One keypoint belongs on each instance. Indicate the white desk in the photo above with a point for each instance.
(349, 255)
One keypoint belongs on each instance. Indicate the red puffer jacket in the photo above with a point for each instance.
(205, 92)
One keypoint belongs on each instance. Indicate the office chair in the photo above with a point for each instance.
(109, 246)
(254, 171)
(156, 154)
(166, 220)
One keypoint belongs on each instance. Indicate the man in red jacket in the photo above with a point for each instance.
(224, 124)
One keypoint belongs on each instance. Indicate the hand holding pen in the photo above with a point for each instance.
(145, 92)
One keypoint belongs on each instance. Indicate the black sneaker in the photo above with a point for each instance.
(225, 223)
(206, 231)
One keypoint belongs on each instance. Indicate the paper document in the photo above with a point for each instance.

───

■ TASK REQUIREMENTS: Write out, word for word, the line that contains "One keypoint belongs on each instance. Indicate the office" and every line after it through the last line of the listing.

■ ANSWER FOR THIS EXERCISE:
One keypoint belongs on each instance. Indicate the office chair in the photo above with a point for each instance.
(109, 246)
(254, 171)
(156, 154)
(166, 220)
One keypoint belongs on each instance. Indicate the man in red jacket in the photo above with a point for each instance.
(224, 124)
One keypoint belongs on each instance. Indicate the hand holding pen in the photo above with a point for each instance.
(145, 92)
One keypoint belongs on each instance. Indicate the black sneaker in the photo above with a point for each instance.
(225, 223)
(206, 231)
One keypoint belongs on each instance. Indicate the paper document in the photo above with a point for each instance.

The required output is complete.